Write the next part of the forum thread on coin-toss patterns like HTH, picking up after its final post.

_Extract_:

+===+

# B Counterintuitive Problem with HTH patterns

1. Dec 12, 2016

Just came across this exercise in David Williams' book and thought it was worth sharing.

2. Dec 13, 2016

### haruspex

Yes, very interesting. I could not find an easy way to figure it out ... lots of little transition diagrams.
The hardest ones to beat are HTH and THT. In each case there is only one choice.
HHH and TTT do not beat anything.

3. Dec 13, 2016

### FactChecker

CORRECTION: THIS POST IS WRONG (see the next two posts)
This is talking about the first occurrence of those patterns in a long string, right? I think that as long as your last two letters match his first two and your first letter is different from your second (his first), you string has strictly better odds of occurring first. It doesn't matter what his last letter is.
If he picks HTH, you pick THT. If he picks THT, you pick HTH. You will have better odds. His first occurrence is matched in probability by your choice occuring just before his. ( T HTH gives you a win in the first case and H THT gives you a win in the second case. )

Last edited: Dec 14, 2016
4. Dec 13, 2016

### haruspex

No, that does not work. If she chooses HTH then your algorithm chooses THT, but by symmetry those are equal. To win you must choose HHT.

5. Dec 13, 2016

### FactChecker

(I added some to my prior post.) Looking only at the first occurrence of his pick, 'HTH', your pick of 'THT' will have equal odds and will come before in the string 'T HTH'. They are not symmetric cases since you have guaranteed yourself a win in a small subset that he needed for a win.

EDIT: I see your point. It is symmetric, since his 'HTH' has the same advantage of coming before my first 'THT' in the string 'H THT'. So your solution is to copy the first two characters of his as your second and third and to make your first character different from his second character (your third char). That would make it asymmetric and give you an advantage.

Last edited: Dec 13, 2016
6. Dec 14, 2016

### haruspex

Yes, that seems to work. Haven't figured out whether that gives the best advantage in each case.

7. Dec 14, 2016

### Zafa Pi

In fact I can choose one such that probability of my winning is 2/3, except in the cases where you selected HHH or TTT, then my chances are 7/8.
When I was a student back in the 50s I won my food money with this and the Monte Hall trick.
The cute part is that A beats B beats C beats D beats A. Winning isn't transitive.

+===+

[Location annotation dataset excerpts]
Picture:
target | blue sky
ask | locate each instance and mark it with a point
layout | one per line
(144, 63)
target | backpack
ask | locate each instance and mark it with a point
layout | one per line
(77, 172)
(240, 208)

+===+

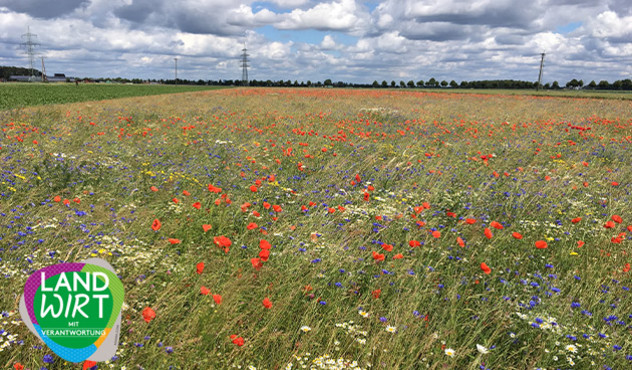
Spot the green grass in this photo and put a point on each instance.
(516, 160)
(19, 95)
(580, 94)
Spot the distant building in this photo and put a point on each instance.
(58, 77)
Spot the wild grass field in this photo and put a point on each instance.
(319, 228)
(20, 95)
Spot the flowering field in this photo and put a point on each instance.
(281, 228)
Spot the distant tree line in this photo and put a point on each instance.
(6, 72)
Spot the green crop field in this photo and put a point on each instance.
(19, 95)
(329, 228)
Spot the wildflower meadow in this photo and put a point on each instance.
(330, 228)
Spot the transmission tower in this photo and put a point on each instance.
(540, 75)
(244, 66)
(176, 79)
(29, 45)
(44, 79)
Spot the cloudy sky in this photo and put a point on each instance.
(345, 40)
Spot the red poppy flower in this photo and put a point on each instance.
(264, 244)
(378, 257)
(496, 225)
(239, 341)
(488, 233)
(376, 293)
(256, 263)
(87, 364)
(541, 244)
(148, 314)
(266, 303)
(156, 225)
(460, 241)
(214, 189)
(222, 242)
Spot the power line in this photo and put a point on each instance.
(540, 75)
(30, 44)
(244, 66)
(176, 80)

+===+

_Result of this task_:
8. Dec 15, 2016

### FactChecker

EDIT2: This is wrong again. It can end up with your string being the same as his. I give up as far as stating a simple solution that works for all cases.

9. Dec 15, 2016

### Zafa Pi

I can even do better. Let's list the 4 cases with more Ts than Hs in alphabetical order (the other cases are symmetric):
HTT is beat by HHT with probability 2/3.
THT is beat by TTH with probability 2/3.
TTH is beat by HTT with probability 3/4.
TTT is beat by HTT with probability 7/8.

The proof of the 1st case: Let p = the probability that HHT beats HTT. We must eventually start with H in either case.
If the next is H (probability 1/2) then HHT wins.
If the next is T (probability 1/2) then !/2 the time HHT loses and 1/2 the time we start over. So p = 1/2 + 1/2*(1/2*0 + 1/2*p), thus p = 2/3.

The 2nd case has the same argument. The 3rd and 4th cases are easier.

10. Dec 15, 2016

### haruspex

No, I think it works. Without loss of generality, he chose a sequence starting with H. Your rule gives:
Code (Text):

His    Yours
HHH  THH
HHT  THH
HTH  HHT
HTT  HHT

Generalising to strings length N>2, let his choice be (c1, .. , cN). For convenience, abbreviate c1, .. , cN-1 to S.
So he chose (S, cN). You choose (c0, S), where c0 is not c2.
There are equal probabilities that the first N tosses will produce one of the two sequences. Otherwise, let your probability of winning be p.
To reach a decision, the sequence S has to arise. There is an evens chance it was preceded by c0, making you the winner, and an evens chance that it will not be followed by cN, giving you another chance. The rule for choosing c0 prevents that argument working symmetrically.
This appears to give p = 1/2+p/4, so p = 2/3.
But here's the problem: If S is not followed by cN in the throw sequence then we might nevertheless still be in a partial match with either chosen sequence. E.g. if his sequence is HTHH and the tosses produce HTHT, that last HT puts him back to a half-way match. Our sequence, HHTH, is doing even better, but is that generally true?

11. Dec 16, 2016

### FactChecker

Oh! Thanks! I got myself confused.